— START OF PROVIDED PASSAGE —

These two parsers always succeed, or always fail, respectively. Neither consumes any input.

Index

def finder[$: P] = P( "hay".rep ~ Index ~ "needle" ~ "hay".rep )

val Parsed.Success(9, _) = parse("hayhayhayneedlehay", finder(_))

Always succeeds, and provides the current index of the parse into the input string. e.g. useful for providing source locations for AST nodes. Consumes no input.

Capture

def capture1[$: P] = P( "a".rep.! ~ "b" ~ End)

val Parsed.Success("aaa", 4) = parse("aaab", capture1(_))

def capture2[$: P] = P( "a".rep.! ~ "b".! ~ End)

val Parsed.Success(("aaa", "b"), 4) = parse("aaab", capture2(_))

def capture3[$: P] = P( "a".rep.! ~ "b".! ~ "c".! ~ End)

val Parsed.Success(("aaa", "b", "c"), 5) = parse("aaabc", capture3(_))

def captureRep[$: P] = P( "a".!.rep ~ "b" ~ End)

val Parsed.Success(Seq("a", "a", "a"), 4) = parse("aaab", captureRep(_))

def captureOpt[$: P] = P( "a".rep ~ "b".!.? ~ End)

val Parsed.Success(Some("b"), 4) = parse("aaab", captureOpt(_))

So far, all the parsers go over the input text but do not return any useful value: the Success#value attribute was always (). In order to make them do so, you use the .! operation to capture the section of the input string the parser parsed.

Note the types of each parser:

In general, if you have a parser of type TupleN, capturing one more section turns it into a TupleN+1. Furthermore, if you capture within a .rep or .? optional parser, it becomes a P[Seq[T]] or P[Option[T]] respectively

AnyChar

def ab[$: P] = P( "'" ~ AnyChar.! ~ "'" )

val Parsed.Success("-", 3) = parse("'-'", ab(_))

— END OF PROVIDED PASSAGE —

#### STATED GOAL A
According to the parser documentation, which operation captures the section of the input string that a parser parsed?
The parser documentation and the listing come from unrelated sources.

— START OF EXERCISE INPUTS —

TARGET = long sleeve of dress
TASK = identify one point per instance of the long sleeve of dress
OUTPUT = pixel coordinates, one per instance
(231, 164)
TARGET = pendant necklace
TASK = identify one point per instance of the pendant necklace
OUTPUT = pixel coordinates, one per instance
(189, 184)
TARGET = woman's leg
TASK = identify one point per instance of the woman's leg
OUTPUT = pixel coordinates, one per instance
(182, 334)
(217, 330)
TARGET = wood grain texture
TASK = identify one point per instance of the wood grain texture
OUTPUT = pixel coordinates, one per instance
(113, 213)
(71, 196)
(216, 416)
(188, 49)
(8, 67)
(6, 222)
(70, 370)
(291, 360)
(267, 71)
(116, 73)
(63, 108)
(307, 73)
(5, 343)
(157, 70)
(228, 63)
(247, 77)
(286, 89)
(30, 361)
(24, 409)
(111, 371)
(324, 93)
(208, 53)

— END OF EXERCISE INPUTS —
— START OF EXERCISE INPUTS —

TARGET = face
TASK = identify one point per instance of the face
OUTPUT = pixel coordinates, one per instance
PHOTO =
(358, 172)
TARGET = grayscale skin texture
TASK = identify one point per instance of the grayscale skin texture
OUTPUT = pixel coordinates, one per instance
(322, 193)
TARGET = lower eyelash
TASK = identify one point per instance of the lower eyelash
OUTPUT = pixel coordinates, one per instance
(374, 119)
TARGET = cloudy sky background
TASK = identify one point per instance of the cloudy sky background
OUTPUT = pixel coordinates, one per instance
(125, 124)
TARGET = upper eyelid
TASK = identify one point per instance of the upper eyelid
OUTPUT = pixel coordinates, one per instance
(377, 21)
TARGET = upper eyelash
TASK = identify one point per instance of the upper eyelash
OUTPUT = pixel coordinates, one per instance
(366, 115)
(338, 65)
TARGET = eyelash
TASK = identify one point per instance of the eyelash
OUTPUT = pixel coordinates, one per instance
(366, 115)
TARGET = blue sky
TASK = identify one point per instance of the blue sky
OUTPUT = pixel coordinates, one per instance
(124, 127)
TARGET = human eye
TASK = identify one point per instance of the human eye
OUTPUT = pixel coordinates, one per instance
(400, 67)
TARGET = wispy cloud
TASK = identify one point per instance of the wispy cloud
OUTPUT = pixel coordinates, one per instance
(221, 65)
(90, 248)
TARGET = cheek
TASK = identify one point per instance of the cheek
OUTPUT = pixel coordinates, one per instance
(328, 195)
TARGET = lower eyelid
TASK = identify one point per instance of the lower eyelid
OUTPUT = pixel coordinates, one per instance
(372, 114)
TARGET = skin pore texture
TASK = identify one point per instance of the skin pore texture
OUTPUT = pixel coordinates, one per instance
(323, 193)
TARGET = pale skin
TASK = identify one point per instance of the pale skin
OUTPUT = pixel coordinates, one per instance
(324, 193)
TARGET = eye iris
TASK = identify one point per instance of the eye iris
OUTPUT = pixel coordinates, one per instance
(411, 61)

— END OF EXERCISE INPUTS —
— START OF EXERCISE INPUTS —

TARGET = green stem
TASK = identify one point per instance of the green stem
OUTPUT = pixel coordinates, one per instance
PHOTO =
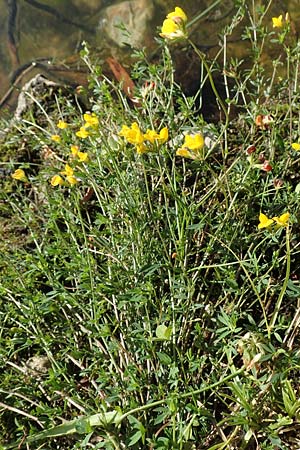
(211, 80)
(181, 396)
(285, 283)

— END OF EXERCISE INPUTS —

#### STATED GOAL B
Identify every line of the listing that contains the string "stem", treating case as significant.

#### RESPONSE A
The .! operation.

#### RESPONSE B
TARGET = green stem
TASK = identify one point per instance of the green stem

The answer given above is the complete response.